=== WRITTEN PROBLEM ===
How many lines in the material below contain the string "gray"? Give only the number.
────────────────────────────────────────
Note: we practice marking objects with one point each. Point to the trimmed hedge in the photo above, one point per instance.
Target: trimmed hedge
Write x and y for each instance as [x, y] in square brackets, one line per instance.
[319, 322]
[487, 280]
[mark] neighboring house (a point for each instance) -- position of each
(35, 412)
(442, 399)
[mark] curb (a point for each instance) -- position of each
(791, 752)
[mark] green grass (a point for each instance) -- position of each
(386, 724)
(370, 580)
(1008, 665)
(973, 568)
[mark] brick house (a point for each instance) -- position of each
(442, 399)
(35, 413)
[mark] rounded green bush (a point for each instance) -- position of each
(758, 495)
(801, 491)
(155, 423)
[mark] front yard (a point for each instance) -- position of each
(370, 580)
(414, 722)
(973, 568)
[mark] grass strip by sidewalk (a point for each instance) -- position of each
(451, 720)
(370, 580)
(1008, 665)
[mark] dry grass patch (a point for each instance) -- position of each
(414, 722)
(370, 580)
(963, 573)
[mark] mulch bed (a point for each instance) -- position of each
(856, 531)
────────────────────────────────────────
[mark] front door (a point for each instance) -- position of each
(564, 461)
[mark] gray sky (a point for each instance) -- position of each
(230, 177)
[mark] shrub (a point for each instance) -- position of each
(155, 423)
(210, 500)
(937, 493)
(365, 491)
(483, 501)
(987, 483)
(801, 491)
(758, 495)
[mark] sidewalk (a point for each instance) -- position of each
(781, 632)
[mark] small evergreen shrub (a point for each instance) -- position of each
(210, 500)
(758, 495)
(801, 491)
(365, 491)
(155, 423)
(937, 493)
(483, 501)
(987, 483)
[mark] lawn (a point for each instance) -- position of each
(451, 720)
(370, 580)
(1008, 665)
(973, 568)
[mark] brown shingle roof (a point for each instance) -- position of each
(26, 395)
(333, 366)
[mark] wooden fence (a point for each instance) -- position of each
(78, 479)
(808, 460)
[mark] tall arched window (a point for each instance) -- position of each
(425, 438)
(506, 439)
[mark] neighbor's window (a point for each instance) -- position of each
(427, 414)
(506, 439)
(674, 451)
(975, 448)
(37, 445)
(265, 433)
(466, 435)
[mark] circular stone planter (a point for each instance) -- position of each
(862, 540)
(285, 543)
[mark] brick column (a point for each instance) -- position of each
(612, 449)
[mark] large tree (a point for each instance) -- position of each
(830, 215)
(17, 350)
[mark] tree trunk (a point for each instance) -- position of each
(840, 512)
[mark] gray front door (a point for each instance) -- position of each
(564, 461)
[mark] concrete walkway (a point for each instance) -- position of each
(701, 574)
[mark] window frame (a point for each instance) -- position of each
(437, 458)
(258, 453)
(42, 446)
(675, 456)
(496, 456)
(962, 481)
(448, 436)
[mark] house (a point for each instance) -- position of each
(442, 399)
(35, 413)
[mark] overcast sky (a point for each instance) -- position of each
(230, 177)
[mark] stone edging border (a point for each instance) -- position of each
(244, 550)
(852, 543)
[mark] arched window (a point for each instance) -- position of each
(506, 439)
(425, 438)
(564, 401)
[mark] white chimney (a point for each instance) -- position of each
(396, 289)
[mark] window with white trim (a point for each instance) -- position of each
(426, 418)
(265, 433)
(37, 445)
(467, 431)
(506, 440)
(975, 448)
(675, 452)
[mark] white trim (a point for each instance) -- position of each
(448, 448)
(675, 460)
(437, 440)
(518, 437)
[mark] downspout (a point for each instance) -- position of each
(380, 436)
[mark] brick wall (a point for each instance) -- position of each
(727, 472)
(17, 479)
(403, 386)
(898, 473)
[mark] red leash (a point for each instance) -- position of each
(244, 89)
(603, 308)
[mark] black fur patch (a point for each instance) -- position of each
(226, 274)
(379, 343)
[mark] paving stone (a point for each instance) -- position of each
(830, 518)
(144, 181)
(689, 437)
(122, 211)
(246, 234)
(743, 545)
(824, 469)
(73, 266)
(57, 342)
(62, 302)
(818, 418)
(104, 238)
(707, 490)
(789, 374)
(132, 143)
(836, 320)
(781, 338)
────────────────────────────────────────
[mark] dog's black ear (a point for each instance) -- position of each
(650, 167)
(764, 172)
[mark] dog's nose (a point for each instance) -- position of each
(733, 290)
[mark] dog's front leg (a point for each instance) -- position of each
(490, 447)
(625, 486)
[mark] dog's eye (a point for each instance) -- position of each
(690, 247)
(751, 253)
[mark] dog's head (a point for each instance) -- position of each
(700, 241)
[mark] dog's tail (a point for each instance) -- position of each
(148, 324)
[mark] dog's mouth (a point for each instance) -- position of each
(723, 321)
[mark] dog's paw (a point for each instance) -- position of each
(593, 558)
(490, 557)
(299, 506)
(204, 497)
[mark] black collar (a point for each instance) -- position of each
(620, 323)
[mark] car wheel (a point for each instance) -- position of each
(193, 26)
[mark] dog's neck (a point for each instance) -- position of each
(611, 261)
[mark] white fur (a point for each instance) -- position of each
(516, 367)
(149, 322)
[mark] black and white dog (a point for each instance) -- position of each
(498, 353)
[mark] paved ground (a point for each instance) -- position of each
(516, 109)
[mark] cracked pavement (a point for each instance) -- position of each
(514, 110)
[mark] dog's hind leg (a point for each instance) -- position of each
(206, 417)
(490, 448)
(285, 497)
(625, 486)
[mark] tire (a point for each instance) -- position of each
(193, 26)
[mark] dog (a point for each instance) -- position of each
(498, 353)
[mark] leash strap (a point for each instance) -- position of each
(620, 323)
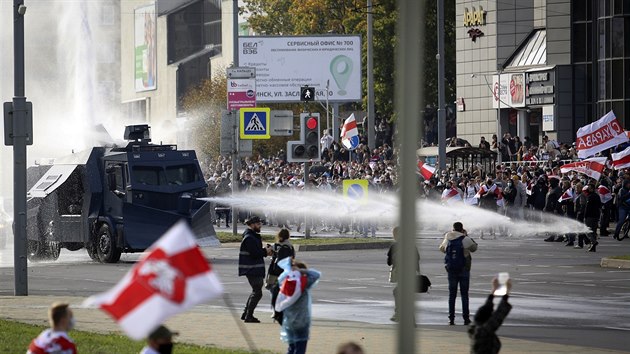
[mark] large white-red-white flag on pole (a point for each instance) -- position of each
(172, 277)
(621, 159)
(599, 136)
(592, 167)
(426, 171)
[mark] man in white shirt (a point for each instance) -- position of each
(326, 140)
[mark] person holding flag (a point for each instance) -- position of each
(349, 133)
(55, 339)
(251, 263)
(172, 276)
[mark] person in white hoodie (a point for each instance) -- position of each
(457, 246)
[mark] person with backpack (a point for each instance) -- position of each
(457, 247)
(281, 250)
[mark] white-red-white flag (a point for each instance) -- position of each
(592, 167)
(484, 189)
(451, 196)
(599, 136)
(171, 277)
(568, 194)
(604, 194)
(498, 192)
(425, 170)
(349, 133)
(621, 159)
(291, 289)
────────────────────────────────────────
=== WRITTEN REPLY ===
2